Transcribe, word for word, the stretch of the material below from the line containing "Where can you find the wet" through the line containing "point(634, 512)", including both of those lines and nothing else.

** start of Raw data **

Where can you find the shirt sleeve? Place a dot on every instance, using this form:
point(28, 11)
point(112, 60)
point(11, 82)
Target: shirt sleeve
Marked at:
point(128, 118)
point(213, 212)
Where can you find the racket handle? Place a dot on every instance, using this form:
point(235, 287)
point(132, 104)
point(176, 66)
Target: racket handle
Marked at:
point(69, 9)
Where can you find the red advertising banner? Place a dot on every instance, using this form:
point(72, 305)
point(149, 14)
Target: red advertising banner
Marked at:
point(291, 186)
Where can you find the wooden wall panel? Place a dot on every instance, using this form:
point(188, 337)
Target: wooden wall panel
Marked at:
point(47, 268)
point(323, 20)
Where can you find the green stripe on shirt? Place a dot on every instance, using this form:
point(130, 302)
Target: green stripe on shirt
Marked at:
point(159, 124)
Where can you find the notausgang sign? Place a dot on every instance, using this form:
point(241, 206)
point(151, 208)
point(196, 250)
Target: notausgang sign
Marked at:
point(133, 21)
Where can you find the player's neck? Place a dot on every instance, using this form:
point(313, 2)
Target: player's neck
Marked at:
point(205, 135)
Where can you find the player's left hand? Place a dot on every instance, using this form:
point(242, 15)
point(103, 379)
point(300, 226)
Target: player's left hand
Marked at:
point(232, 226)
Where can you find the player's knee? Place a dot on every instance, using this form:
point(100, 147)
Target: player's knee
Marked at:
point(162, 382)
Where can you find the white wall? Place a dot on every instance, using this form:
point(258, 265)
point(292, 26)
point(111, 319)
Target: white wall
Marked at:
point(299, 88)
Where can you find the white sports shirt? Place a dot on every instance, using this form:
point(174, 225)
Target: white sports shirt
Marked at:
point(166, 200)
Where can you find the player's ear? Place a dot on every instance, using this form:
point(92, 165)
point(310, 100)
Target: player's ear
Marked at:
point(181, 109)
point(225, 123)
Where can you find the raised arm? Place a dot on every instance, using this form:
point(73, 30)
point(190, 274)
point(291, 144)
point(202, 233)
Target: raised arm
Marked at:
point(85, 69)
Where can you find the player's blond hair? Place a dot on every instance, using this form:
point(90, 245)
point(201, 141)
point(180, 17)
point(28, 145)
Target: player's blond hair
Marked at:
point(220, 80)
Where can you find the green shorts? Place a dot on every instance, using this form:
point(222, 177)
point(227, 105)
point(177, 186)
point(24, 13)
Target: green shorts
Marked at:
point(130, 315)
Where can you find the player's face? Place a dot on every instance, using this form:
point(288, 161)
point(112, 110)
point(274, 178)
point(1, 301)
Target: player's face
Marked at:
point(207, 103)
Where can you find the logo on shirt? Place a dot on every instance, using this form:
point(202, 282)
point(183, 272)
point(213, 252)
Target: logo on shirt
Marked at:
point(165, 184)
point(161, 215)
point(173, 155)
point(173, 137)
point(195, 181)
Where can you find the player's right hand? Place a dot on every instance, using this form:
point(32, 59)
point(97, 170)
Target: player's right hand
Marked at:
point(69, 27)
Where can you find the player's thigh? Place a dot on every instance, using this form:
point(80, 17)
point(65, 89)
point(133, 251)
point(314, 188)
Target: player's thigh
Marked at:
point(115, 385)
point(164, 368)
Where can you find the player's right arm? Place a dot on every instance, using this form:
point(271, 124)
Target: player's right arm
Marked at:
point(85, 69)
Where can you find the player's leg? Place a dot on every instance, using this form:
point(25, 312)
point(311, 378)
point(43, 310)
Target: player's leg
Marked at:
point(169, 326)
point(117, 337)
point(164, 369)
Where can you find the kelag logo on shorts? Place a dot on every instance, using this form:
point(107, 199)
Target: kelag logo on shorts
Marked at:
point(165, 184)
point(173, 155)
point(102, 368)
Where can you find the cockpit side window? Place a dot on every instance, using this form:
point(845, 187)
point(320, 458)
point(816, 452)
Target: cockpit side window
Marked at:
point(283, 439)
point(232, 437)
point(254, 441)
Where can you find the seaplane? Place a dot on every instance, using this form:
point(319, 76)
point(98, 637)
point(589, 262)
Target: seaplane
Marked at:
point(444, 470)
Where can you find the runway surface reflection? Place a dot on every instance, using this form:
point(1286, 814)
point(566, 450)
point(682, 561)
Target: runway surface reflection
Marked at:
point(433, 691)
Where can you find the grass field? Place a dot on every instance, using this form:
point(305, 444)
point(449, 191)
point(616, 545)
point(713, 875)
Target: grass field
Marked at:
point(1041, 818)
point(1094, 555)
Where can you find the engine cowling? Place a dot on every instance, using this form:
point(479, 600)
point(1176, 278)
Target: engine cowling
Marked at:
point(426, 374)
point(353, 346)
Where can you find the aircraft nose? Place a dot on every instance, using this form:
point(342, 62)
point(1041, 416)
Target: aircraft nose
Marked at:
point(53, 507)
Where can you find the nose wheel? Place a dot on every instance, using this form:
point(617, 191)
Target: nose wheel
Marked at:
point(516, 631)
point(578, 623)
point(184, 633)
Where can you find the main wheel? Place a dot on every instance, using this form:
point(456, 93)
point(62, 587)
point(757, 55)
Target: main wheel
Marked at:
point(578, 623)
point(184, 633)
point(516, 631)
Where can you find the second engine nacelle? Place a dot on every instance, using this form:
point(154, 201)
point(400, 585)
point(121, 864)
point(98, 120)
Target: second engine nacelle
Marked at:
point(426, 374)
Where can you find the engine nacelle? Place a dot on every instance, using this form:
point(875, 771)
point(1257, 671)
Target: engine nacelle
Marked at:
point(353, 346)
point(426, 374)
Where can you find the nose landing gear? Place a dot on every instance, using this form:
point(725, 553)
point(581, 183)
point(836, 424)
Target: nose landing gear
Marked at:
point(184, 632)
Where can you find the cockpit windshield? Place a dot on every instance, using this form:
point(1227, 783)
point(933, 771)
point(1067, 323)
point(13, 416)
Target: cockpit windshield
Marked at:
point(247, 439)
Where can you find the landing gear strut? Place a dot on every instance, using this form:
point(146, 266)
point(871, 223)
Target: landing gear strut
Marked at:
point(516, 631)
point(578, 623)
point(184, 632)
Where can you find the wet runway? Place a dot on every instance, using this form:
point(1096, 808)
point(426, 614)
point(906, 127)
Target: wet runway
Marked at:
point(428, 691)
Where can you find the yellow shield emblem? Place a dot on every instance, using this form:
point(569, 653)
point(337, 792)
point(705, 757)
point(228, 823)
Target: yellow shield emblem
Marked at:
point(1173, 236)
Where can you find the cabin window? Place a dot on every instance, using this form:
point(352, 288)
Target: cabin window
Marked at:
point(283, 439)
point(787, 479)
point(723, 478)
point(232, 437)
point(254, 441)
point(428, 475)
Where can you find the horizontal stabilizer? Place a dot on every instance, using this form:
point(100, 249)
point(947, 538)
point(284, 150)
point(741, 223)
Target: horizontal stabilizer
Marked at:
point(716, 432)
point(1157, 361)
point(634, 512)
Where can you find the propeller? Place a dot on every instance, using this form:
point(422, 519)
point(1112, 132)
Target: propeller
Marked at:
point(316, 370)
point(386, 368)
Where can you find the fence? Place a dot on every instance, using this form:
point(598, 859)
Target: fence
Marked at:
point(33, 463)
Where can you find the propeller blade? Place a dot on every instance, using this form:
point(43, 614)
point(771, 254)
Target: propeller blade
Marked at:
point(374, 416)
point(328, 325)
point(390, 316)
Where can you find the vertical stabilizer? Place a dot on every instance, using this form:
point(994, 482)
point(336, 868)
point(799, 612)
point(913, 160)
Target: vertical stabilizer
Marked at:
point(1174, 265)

** end of Raw data **

> **Worked solution**
Where can you find the wet runway? Place a dot on every instance, using this form:
point(1096, 808)
point(426, 614)
point(906, 127)
Target: wet runway
Marked at:
point(428, 691)
Where can you find the yellow shield emblem? Place a dot on every instance, using this form:
point(569, 653)
point(337, 792)
point(705, 757)
point(228, 823)
Target: yellow shield emblem
Marked at:
point(1173, 236)
Where can you find the cabin window? Place a dot on every instance, using this form:
point(352, 288)
Target: cabin window
Marked at:
point(283, 439)
point(787, 479)
point(723, 478)
point(232, 437)
point(254, 441)
point(428, 475)
Where can you find the horizontal stabilizer? Place a dot on every instance, using this form:
point(100, 249)
point(947, 538)
point(284, 150)
point(741, 223)
Target: horizontal stabilizer
Marked at:
point(716, 432)
point(1157, 361)
point(634, 512)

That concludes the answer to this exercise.